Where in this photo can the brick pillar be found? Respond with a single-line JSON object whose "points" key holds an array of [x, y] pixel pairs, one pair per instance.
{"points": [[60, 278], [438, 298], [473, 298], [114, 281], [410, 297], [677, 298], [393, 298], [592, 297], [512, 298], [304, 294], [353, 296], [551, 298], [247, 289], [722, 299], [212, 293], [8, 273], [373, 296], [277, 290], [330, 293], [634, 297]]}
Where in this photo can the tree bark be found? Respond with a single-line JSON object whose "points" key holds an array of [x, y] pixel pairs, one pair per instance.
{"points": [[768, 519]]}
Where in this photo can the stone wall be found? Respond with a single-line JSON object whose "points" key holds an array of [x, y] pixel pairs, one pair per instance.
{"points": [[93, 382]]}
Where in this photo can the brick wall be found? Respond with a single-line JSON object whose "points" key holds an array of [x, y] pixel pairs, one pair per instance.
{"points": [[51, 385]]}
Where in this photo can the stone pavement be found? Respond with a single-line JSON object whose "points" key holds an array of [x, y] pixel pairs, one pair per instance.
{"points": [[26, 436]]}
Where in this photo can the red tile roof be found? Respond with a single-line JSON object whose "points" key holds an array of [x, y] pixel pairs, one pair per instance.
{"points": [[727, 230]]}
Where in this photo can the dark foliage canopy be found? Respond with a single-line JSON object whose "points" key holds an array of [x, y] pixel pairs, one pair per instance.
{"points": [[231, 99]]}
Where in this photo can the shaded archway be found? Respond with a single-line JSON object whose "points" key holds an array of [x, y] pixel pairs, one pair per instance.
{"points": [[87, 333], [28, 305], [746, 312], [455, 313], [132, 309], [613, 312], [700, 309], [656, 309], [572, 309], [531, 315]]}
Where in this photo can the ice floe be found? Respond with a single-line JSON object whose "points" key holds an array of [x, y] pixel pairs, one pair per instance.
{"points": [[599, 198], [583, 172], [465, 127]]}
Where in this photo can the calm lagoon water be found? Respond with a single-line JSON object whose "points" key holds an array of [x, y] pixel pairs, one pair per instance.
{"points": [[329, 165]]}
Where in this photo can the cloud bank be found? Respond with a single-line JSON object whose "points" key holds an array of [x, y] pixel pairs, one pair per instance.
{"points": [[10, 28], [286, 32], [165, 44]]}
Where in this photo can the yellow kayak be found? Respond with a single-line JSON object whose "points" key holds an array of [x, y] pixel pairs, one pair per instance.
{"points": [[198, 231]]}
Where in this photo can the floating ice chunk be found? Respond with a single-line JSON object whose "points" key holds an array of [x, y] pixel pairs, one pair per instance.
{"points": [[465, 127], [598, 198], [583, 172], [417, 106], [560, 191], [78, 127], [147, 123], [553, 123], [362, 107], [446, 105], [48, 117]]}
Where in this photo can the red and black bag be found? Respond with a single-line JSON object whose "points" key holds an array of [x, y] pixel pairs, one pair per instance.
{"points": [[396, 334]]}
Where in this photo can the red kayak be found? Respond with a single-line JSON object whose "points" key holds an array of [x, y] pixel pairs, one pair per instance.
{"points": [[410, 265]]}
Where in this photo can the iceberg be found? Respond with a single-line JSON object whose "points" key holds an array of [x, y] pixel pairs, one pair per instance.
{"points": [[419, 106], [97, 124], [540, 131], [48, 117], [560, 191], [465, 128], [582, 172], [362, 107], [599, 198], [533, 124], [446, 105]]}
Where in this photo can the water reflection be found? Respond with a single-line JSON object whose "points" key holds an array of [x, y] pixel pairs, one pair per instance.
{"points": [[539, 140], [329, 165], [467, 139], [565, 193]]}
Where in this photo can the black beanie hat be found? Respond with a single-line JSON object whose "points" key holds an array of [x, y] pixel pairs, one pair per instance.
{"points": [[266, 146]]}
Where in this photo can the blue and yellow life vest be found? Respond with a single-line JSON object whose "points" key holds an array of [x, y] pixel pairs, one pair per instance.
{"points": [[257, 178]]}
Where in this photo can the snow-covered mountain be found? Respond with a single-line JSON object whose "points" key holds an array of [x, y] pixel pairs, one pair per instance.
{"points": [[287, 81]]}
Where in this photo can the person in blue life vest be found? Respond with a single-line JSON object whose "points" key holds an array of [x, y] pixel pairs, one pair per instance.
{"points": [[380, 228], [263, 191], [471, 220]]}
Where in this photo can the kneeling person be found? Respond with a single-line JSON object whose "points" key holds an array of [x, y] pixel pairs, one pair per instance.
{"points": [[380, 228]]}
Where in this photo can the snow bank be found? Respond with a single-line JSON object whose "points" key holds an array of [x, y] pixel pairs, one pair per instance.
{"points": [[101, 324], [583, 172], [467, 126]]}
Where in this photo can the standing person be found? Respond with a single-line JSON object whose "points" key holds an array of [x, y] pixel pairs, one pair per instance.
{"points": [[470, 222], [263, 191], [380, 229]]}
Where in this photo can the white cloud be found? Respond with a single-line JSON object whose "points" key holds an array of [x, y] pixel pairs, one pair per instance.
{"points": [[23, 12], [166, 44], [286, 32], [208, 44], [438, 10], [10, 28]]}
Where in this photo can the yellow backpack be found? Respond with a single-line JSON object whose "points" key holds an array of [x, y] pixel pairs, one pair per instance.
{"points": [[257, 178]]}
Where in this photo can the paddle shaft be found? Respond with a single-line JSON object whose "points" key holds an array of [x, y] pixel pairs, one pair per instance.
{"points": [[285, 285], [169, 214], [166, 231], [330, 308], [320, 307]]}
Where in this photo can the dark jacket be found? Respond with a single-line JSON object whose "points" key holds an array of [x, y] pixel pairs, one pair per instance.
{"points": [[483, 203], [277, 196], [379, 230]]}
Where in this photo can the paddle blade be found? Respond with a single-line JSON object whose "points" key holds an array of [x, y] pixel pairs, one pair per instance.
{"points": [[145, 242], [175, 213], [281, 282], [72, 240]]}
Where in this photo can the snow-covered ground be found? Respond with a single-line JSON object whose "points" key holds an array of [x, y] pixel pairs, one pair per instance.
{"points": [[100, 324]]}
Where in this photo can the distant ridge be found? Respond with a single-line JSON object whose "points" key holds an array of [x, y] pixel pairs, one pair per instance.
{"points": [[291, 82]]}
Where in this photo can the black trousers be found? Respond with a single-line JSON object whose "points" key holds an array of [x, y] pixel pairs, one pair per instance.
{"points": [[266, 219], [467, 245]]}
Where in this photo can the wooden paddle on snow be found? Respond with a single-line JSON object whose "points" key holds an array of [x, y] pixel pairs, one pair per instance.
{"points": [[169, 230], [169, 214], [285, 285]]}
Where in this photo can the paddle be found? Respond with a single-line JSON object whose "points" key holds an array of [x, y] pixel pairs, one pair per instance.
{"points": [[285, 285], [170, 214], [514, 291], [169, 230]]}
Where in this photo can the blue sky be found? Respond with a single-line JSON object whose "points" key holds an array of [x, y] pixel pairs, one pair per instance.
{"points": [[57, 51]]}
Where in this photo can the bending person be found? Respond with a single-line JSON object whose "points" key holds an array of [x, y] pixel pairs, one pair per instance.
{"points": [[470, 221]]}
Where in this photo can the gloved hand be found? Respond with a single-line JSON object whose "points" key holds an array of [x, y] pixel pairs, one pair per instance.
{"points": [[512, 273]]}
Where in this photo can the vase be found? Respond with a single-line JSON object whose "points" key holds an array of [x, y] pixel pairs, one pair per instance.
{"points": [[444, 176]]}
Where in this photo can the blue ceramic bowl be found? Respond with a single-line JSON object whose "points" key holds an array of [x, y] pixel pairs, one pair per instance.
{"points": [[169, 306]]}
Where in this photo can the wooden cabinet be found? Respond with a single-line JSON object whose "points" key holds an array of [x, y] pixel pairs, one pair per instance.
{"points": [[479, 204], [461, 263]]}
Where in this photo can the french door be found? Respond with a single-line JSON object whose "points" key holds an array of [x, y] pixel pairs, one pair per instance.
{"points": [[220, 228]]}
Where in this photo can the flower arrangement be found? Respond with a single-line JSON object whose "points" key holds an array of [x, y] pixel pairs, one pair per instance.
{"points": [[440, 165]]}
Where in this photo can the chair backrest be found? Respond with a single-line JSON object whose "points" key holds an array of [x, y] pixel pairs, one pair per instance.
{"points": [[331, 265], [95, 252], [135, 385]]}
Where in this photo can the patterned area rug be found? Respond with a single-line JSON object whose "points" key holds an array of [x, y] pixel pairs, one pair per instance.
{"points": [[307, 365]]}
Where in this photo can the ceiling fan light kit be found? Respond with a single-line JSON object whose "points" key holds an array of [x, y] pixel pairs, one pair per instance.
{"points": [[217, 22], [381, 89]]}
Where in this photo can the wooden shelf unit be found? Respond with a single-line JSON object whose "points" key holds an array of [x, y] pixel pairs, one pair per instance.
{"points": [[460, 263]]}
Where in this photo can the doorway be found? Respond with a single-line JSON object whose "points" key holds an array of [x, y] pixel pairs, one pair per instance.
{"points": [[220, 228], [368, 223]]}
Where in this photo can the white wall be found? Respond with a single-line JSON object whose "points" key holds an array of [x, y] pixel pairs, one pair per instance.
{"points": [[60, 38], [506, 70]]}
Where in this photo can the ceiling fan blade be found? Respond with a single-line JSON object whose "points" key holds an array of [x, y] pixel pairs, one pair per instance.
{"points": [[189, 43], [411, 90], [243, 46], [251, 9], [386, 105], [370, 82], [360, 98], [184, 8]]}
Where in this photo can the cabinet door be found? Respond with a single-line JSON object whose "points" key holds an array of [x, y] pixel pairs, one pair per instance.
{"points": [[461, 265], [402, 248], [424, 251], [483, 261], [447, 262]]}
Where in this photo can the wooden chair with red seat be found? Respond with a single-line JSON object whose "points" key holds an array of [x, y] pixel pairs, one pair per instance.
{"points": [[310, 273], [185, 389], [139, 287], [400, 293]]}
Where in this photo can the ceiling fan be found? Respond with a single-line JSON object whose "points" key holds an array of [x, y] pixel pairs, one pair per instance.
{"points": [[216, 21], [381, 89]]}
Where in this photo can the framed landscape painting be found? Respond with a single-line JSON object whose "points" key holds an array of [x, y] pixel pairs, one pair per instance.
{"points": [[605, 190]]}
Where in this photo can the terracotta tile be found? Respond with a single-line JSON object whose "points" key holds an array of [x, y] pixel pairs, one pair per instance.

| What is being asked |
The lines from the one with "Where in this photo can the cabinet" through the end of the data above are to be set down exactly, with both boundary lines included and no other lines.

| Exercise response |
Where in this photo can the cabinet door be found? Respond with a single-line JSON object whose "points" key holds an array of [x, y] pixel pairs, one pair per instance.
{"points": [[461, 265], [402, 248], [424, 251], [483, 261], [447, 262]]}
Where in this photo can the wooden chair with red seat be found? Respond with a single-line JSON object whose "points" key holds an array of [x, y] pixel pairs, one pair per instance.
{"points": [[310, 273], [185, 389], [139, 287], [400, 293]]}
Where in this photo can the ceiling fan be found? Respond with a single-line JSON object whose "points" key holds an array of [x, y] pixel pairs, one pair per instance.
{"points": [[216, 21], [381, 89]]}
Where in this photo can the framed landscape painting be found? Respond with a single-line JSON object whose "points" key holds an array of [x, y] pixel pairs, one pair per instance.
{"points": [[605, 190]]}
Where in this photo can the terracotta tile be found? Respond with a single-line JSON object whose "points" key holds an array of [x, y] pixel pairs, one pair per instance.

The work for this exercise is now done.